**Recorded data**
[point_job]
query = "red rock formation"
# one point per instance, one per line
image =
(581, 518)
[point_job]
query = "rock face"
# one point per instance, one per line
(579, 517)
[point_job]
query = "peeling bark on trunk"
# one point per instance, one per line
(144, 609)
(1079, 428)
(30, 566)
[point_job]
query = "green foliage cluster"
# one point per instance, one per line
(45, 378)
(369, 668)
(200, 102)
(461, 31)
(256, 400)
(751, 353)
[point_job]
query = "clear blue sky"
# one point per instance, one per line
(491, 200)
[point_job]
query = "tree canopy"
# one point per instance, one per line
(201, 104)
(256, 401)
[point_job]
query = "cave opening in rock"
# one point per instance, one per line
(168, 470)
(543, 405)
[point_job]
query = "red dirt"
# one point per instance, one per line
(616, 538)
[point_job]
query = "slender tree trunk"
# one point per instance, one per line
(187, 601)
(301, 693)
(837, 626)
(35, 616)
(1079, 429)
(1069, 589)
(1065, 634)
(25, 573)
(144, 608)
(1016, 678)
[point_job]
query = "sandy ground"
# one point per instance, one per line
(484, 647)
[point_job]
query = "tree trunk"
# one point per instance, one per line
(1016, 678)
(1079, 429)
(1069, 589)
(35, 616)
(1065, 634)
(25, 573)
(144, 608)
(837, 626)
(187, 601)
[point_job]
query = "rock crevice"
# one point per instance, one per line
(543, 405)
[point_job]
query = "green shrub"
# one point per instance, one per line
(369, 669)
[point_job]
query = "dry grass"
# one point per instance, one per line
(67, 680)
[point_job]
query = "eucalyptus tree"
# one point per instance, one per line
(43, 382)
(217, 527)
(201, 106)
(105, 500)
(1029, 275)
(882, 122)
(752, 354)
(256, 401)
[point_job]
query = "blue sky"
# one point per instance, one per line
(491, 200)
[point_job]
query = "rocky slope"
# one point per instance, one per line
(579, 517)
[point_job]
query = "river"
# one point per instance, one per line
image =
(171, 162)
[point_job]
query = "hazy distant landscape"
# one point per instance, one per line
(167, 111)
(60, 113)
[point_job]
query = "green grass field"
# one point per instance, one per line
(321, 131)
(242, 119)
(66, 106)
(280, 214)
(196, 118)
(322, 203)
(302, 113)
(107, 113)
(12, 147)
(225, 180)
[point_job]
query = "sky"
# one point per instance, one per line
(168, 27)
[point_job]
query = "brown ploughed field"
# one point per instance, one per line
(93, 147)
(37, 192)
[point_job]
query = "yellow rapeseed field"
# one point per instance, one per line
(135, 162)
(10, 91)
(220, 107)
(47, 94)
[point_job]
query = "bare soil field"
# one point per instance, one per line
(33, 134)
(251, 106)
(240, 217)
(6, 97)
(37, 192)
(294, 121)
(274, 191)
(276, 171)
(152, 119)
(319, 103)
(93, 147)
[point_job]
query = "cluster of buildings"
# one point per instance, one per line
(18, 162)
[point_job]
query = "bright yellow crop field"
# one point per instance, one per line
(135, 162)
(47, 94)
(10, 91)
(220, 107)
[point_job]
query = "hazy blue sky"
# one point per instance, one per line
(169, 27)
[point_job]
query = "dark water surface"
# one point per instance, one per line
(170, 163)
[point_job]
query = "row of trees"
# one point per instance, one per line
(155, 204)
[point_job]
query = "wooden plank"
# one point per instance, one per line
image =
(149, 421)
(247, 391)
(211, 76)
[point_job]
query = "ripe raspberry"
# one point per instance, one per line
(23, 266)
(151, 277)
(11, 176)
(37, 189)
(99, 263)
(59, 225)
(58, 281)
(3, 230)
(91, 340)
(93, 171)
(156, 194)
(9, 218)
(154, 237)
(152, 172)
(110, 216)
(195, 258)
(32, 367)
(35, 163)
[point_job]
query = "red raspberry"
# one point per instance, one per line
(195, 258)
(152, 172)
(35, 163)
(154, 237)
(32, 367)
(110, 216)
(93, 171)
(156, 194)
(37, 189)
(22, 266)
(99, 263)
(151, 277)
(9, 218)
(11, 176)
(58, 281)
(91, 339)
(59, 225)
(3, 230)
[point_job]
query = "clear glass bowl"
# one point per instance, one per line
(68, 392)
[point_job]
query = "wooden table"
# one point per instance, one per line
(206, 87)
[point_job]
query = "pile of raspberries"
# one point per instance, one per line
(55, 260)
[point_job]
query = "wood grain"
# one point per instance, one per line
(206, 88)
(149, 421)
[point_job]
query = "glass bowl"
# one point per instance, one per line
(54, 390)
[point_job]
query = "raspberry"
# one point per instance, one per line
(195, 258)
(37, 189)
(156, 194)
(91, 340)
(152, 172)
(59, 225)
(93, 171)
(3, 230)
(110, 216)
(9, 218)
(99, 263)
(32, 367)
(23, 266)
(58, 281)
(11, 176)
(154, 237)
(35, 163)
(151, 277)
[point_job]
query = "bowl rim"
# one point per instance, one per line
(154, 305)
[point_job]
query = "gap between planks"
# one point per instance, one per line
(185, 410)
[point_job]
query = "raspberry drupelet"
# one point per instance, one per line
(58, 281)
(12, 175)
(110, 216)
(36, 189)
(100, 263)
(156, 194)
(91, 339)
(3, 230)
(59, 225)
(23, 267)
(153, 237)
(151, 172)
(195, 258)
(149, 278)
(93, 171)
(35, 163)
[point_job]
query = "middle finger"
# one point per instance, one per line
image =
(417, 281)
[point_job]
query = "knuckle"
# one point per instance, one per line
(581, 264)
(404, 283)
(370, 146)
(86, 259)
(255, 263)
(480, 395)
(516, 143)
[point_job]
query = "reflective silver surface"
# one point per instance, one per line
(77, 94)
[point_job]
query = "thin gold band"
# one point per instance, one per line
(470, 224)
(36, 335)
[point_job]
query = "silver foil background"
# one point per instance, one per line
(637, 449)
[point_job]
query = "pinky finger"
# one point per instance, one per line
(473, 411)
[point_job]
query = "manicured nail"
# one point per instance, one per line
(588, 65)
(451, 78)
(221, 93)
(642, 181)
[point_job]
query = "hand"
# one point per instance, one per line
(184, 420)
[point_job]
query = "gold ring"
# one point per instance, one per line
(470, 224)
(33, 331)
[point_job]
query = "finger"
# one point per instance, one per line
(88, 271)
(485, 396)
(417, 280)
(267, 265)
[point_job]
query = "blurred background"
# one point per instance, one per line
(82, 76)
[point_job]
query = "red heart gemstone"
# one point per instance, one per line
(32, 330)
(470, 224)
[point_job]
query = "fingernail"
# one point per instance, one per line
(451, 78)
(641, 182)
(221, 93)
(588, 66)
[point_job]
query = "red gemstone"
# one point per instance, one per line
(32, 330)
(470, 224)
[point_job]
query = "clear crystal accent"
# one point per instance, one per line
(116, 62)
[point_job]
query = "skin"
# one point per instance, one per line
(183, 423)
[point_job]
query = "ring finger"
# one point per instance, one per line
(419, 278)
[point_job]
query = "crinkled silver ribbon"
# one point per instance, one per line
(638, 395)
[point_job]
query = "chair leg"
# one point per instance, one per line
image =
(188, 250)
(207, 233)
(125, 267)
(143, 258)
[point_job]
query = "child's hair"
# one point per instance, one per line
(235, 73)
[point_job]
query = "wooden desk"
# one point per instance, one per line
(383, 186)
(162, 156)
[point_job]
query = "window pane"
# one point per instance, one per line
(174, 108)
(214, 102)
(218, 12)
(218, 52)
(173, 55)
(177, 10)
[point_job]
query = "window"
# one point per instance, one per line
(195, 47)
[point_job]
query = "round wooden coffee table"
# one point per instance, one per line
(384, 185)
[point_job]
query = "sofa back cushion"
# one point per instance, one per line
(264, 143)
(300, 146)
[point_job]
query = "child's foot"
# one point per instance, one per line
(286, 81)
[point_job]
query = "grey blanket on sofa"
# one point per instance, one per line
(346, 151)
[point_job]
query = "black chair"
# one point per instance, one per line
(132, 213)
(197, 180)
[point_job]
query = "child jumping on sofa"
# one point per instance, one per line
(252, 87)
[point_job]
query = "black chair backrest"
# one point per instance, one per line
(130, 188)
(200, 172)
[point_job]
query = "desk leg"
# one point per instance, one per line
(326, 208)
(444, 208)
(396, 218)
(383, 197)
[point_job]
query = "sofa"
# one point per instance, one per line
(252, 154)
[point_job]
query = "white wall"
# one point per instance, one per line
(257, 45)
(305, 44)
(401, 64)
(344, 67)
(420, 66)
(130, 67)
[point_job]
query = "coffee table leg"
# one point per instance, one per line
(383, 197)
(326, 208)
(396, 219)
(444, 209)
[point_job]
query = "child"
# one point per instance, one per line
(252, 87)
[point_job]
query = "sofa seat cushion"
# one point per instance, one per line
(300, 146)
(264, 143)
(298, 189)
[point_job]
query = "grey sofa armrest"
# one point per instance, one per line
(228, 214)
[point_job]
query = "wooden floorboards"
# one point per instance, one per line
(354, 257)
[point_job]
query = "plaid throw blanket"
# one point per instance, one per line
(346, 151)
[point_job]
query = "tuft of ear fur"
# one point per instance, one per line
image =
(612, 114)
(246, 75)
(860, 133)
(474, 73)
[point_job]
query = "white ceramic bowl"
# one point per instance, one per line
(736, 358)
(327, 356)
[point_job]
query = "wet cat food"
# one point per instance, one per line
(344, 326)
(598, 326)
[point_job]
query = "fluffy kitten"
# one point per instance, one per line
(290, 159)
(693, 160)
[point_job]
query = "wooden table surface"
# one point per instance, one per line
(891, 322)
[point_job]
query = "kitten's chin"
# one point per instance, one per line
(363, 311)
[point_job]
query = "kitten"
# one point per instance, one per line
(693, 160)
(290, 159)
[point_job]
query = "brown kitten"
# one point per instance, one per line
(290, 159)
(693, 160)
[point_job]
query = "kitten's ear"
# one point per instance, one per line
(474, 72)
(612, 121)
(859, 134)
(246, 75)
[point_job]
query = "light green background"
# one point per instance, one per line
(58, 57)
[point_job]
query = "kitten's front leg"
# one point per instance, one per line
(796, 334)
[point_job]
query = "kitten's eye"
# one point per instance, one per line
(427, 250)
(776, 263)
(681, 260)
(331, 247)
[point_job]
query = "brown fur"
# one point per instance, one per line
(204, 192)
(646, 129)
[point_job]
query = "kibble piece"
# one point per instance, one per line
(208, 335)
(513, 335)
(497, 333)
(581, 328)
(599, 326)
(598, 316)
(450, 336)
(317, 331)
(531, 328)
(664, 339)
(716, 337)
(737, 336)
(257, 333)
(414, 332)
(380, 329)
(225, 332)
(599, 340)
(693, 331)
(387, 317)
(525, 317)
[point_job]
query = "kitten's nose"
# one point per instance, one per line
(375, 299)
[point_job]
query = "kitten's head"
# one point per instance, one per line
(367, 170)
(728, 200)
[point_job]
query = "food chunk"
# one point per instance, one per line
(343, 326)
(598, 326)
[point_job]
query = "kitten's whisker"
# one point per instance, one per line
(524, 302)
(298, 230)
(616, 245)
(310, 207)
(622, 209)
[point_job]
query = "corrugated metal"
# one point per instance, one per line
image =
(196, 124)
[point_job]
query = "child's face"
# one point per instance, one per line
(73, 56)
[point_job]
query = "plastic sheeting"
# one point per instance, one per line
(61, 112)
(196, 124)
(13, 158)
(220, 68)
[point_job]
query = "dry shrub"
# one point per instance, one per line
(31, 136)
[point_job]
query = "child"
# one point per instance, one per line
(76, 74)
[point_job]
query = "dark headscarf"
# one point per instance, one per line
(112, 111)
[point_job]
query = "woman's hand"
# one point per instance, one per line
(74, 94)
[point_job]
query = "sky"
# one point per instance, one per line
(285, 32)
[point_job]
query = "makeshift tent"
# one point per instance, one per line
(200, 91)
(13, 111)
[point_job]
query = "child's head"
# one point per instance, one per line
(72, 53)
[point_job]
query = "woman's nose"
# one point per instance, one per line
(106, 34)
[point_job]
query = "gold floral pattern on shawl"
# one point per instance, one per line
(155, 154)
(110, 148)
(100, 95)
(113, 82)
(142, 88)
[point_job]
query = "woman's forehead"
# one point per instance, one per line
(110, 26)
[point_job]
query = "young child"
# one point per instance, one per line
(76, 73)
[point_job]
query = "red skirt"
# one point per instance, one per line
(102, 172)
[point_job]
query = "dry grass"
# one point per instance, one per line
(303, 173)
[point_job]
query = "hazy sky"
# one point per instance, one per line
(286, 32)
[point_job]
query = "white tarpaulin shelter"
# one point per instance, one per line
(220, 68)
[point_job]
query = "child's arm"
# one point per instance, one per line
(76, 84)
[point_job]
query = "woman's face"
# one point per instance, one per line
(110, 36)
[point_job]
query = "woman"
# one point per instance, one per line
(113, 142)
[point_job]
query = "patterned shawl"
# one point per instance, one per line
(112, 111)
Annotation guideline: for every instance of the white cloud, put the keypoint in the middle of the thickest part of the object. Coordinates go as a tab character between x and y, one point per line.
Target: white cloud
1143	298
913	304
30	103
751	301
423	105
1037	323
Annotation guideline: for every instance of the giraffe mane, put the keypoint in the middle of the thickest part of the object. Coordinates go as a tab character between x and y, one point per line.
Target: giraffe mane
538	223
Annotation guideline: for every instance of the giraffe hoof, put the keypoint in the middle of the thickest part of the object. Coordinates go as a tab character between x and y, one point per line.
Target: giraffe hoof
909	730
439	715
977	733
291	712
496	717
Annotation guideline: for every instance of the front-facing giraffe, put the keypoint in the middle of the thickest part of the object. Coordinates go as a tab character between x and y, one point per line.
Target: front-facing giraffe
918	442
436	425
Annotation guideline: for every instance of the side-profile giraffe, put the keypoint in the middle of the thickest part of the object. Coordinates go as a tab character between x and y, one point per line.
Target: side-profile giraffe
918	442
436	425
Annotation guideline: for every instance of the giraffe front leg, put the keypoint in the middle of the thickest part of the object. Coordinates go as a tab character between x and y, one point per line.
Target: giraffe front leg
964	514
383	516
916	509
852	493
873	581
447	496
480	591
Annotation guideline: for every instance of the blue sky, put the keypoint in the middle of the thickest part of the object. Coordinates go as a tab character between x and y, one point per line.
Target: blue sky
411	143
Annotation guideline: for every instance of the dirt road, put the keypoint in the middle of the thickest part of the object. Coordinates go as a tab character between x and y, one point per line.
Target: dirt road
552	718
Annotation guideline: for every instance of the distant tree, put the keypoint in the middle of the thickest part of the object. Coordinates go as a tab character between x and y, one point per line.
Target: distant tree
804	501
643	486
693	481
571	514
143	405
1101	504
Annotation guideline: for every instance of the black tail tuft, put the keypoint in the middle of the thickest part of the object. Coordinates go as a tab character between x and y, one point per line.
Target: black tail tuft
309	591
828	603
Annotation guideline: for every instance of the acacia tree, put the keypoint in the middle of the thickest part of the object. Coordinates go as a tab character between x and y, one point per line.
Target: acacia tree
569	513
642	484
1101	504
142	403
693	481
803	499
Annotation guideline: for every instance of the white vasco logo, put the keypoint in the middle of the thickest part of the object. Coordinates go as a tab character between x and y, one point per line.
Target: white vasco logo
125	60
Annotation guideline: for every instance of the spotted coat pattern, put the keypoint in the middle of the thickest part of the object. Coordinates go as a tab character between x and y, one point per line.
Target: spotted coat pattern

**Problem statement**
I'd like the number of lines above that contain the word "gemstone", and nothing besides that number.

**Reply to the task**
2